SELECTION
[start]

Thoroughfare in Montreal, Canada

Langelier Boulevard (French: Boulevard Langelier) is a north–south artery of Montreal.

== Location and access ==
From north to south, this boulevard crosses three boroughs: Mercier—Hochelaga-Maisonneuve, Saint-Léonard and Montréal-Nord. At one important section, it connects Hochelaga Street to the south to Des Grandes-Prairies Boulevard to the north, and then another portion of the boulevard connects Henri-Bourassa Boulevard and Gouin Boulevard. The two sections of Langelier Boulevard are separated by train tracks.

Langelier metro station, part of the Montreal Metro's green line, is located at the street's intersection with Sherbrooke East Street. A planned extension of the Blue Line, which would include a station on Langelier Boulevard, has received funding, but is yet to be constructed. The street is also served primarily by the 33 Langelier bus.

Exit 78 of the Quebec Autoroute 40 leads to Langelier Boulevard.

== Name ==
The boulevard gets its name from Sir François Langelier, a lawyer, politician, and judge.

== History ==
Dedicated in 1914 on the territory of the City of Montreal, it took the name "Rue Langelier" (Langelier Street) in 1914. It became "Boulevard Langelier" (Langelier Boulevard) in 1968.

The boulevard expanded northwards according to residential and commercial developments that took place in the 1960s.

[end]

EXTRACTED RECORDS
[start]

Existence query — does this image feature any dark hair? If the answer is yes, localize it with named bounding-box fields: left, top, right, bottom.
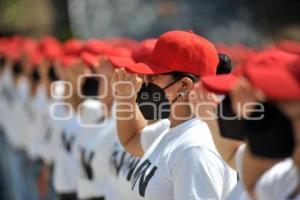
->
left=48, top=65, right=59, bottom=82
left=166, top=54, right=231, bottom=83
left=167, top=71, right=199, bottom=83
left=12, top=61, right=23, bottom=76
left=0, top=56, right=5, bottom=69
left=217, top=53, right=232, bottom=74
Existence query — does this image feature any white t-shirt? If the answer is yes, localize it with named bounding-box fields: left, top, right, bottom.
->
left=131, top=118, right=237, bottom=200
left=107, top=140, right=140, bottom=200
left=74, top=100, right=109, bottom=199
left=108, top=119, right=170, bottom=200
left=12, top=77, right=32, bottom=150
left=255, top=159, right=300, bottom=200
left=53, top=114, right=80, bottom=193
left=26, top=85, right=49, bottom=160
left=77, top=118, right=117, bottom=199
left=226, top=144, right=251, bottom=200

[end]

PROBLEM A
In the Langelier Boulevard text, in what year did the street take the name "Boulevard Langelier"?
PROBLEM B
Which boroughs does the boulevard cross, according to the Langelier Boulevard text?
PROBLEM C
Carry the Langelier Boulevard text forward from where it stops.
The records have no connection to the Langelier Boulevard text.

ANSWER A
1968

ANSWER B
Mercier—Hochelaga-Maisonneuve, Saint-Léonard, Montréal-Nord

ANSWER C
== Features ==

Much of the boulevard is bordered by residential developments, interspersed by small commercial establishments. A park, named after Felix Leclerc, lies near the intersection with Rue Beaubien.

Carrefour Langelier, a small-sized shopping centre, is located in Saint-Léonard at the intersection of the boulevard with Jean-Talon East Street. Among its anchor tenants, the mall has a Walmart (which replaced Woolco since the time of Walmart's expansion into Canada in 1994), and a movie theatre with six screens. The current owner of the theatre is CinéStarz, replacing the former Cinémas Guzzo Langelier 6 in 2013. The theatre shows films in French only (at the time of its opening, however, it showed movies in both English and French). In 2012, the Walmart became a Walmart Supercentre, without an increase to the store's retail space inside the mall.

Langelier Boulevard ends at the entrance to Canadian Forces Base Montreal, at the intersection with Rue Hochelaga.